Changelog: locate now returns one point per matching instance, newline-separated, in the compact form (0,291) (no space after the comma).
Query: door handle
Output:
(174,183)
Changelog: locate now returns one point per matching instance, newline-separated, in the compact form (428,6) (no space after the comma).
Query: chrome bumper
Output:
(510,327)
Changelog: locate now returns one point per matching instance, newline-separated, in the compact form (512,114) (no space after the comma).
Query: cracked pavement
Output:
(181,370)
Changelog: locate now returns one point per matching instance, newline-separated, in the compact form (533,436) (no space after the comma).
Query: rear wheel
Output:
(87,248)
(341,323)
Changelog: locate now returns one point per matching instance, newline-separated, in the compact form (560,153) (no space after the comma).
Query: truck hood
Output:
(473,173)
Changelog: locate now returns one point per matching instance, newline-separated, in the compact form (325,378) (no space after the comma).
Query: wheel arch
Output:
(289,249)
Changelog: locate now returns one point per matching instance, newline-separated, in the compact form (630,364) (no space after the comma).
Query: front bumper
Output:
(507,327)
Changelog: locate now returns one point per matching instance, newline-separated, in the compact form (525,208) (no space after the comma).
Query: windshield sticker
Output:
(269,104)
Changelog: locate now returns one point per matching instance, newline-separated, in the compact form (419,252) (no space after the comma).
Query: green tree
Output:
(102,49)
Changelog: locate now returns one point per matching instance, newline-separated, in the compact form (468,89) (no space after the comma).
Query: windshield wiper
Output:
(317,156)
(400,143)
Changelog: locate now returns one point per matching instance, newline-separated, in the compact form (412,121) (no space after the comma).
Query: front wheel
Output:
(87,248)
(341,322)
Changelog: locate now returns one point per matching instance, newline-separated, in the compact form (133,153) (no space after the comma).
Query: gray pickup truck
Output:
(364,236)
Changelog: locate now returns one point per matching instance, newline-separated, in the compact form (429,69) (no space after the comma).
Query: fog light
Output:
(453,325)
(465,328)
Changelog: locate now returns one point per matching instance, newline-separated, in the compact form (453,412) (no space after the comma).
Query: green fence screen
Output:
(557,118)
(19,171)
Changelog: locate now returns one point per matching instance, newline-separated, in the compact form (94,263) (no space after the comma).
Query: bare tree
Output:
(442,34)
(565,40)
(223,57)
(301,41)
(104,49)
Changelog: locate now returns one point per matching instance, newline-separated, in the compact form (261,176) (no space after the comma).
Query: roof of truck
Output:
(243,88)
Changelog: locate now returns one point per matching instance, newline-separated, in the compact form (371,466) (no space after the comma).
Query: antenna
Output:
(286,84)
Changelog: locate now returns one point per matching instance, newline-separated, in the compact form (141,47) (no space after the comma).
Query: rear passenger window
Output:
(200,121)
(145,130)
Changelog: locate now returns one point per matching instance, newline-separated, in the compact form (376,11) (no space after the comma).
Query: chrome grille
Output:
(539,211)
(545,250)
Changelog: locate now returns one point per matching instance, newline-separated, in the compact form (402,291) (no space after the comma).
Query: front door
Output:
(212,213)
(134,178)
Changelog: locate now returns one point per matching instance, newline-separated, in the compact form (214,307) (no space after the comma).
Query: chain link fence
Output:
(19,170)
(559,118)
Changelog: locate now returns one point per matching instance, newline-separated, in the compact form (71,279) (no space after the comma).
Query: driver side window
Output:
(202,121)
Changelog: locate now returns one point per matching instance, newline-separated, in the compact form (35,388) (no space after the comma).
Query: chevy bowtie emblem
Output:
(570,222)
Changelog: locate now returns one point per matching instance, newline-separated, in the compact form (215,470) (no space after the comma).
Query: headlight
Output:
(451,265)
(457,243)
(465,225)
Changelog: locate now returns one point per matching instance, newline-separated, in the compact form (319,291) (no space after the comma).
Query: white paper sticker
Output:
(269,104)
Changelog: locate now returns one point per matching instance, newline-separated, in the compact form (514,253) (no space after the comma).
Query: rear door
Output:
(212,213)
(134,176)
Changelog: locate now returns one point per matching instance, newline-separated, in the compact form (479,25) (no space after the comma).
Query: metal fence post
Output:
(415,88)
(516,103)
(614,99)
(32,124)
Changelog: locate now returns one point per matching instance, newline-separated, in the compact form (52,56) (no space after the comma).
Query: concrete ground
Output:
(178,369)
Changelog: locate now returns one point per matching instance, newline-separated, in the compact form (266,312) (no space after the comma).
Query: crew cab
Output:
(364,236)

* * *

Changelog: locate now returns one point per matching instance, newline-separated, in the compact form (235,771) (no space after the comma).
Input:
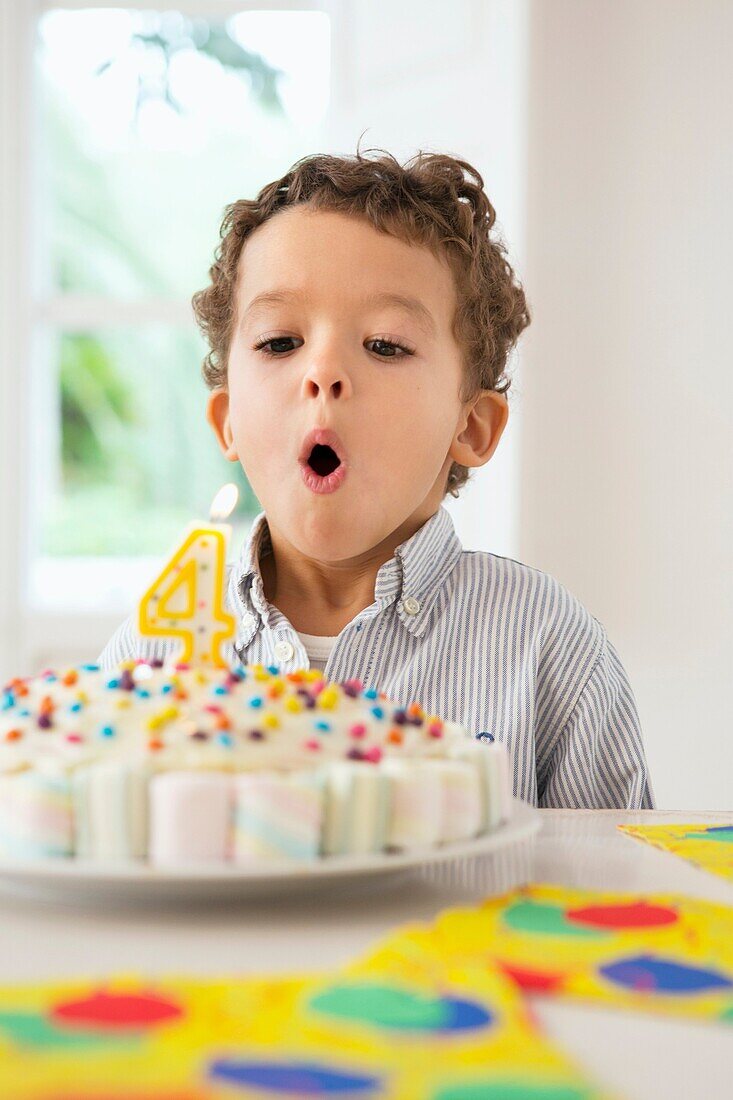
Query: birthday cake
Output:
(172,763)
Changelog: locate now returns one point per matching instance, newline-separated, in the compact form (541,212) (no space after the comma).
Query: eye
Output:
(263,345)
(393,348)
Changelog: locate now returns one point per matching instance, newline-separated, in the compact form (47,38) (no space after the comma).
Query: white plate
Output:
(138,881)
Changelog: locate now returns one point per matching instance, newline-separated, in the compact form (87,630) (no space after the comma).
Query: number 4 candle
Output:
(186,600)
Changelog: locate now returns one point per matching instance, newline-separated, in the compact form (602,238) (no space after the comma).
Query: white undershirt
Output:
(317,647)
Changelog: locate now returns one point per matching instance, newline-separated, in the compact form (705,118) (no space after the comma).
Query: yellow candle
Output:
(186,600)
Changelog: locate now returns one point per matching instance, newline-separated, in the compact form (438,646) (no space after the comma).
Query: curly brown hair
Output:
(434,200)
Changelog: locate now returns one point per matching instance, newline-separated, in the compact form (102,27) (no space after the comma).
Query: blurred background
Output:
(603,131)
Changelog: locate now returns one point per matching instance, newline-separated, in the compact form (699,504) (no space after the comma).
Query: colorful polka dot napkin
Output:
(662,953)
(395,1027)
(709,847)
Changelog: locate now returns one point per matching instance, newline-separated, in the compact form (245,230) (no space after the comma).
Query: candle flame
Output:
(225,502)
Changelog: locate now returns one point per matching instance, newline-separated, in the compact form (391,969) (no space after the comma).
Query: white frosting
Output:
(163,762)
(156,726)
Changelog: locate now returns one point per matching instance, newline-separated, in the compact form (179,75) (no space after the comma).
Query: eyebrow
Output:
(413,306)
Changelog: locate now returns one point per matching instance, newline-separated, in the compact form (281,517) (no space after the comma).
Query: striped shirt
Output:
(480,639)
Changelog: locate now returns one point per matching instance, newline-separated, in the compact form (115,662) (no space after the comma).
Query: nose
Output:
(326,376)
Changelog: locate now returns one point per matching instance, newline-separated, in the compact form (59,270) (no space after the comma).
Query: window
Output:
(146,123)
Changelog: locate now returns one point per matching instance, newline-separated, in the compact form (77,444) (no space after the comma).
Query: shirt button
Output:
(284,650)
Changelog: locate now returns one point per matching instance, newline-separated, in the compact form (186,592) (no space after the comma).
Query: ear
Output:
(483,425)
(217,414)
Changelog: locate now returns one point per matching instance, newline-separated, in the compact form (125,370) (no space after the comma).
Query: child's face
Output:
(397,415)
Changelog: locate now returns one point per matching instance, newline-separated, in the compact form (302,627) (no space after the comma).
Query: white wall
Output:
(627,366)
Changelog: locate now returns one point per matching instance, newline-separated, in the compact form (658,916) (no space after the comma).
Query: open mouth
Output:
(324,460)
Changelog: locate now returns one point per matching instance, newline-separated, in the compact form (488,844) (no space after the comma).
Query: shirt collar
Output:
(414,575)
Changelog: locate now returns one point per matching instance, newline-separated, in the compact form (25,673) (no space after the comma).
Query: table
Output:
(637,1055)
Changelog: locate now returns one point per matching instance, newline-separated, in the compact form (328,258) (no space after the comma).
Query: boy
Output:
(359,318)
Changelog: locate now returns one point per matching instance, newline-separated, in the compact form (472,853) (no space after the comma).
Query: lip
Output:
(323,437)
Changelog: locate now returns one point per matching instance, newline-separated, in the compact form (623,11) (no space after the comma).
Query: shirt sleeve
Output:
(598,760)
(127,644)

---

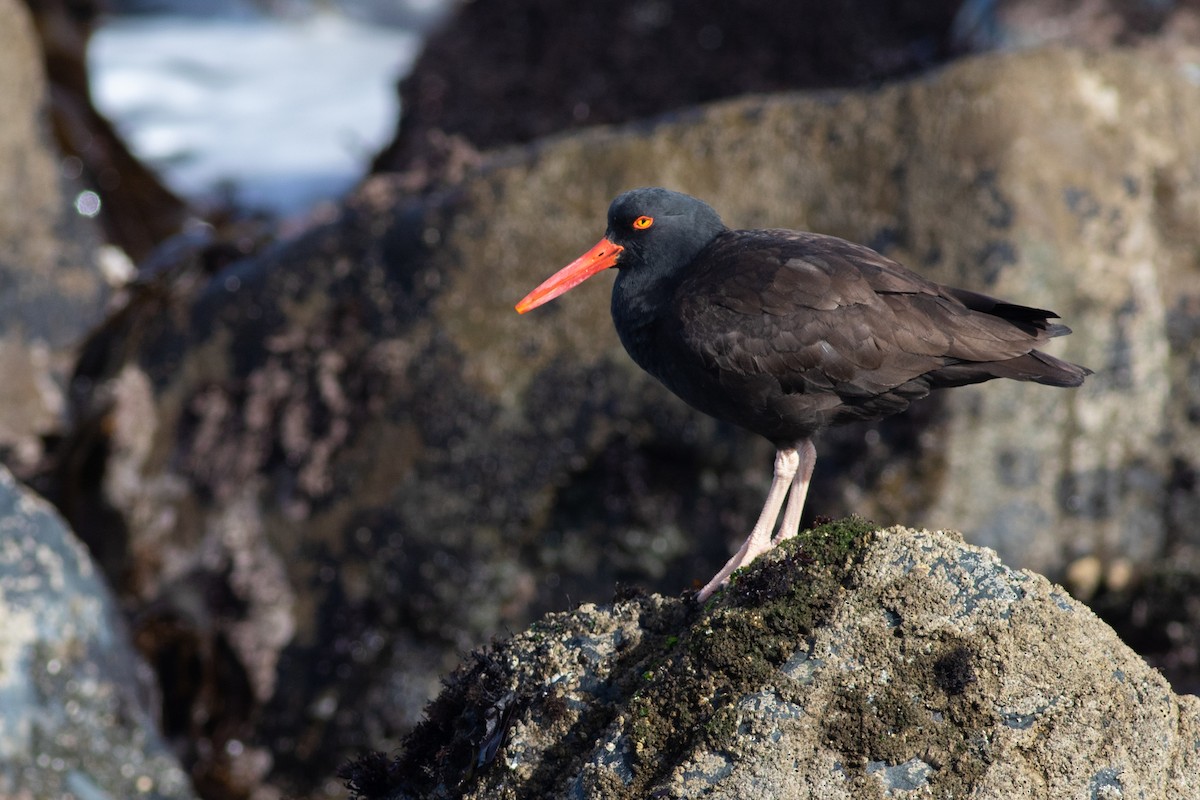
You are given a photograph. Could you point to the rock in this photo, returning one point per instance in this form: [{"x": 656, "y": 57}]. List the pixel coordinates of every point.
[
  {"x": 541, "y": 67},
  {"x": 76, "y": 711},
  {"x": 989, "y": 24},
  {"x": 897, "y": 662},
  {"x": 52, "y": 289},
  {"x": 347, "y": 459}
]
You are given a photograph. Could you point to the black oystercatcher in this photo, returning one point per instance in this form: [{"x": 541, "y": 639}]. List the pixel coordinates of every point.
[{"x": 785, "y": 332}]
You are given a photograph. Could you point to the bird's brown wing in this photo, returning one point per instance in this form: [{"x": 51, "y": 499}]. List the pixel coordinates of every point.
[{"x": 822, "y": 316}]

About this task: For the lines above, output exactly those from the line containing "(94,263) (no space after the comma)." through the line containing "Query: headlight", and skip the others.

Task output:
Changelog: locate now returns one point per matching instance, newline-separated, in the compact form (94,263) (no space after the comma).
Query: bare tree
Output:
(442,34)
(565,40)
(223,57)
(301,41)
(104,49)
Changelog: locate now returns one point per matching instance, newline-separated, in the compact form (261,176) (no space after the comma).
Query: roof of truck
Output:
(243,88)
Changelog: locate now returns one point per matching instance, newline-separated, in the compact form (371,466) (no space after the comma).
Query: antenna
Output:
(286,84)
Changelog: locate now returns one point per matching instance, newline-separated, in the compact form (141,47) (no space after the comma).
Query: rear passenger window
Output:
(200,121)
(145,130)
Changelog: locate now returns one point per matching instance, newline-separated, in the compact form (376,11) (no space after the comma).
Query: chrome grille
Output:
(539,211)
(545,250)
Changelog: locate now returns one point per matching instance, newline-separated, in the compact form (402,291) (no space after the comma).
Query: front door
Output:
(212,213)
(134,178)
Changelog: locate now returns one point per matching instance, newline-separated, in the compact form (214,307) (no space after the comma).
Query: chain link fence
Output:
(19,170)
(559,118)
Changelog: locate now returns one point per matching instance, newline-separated, in the compact form (71,279) (no space after the comma).
Query: driver side window
Output:
(202,121)
Changelog: locate now returns one point per matching instance, newline-separated, in the compact form (35,388) (no space after the comma).
Query: chevy bowtie emblem
Output:
(570,222)
Changelog: locate now returns one point per matching instance, newline-separated, in the compact form (215,470) (no space after the comma).
Query: headlight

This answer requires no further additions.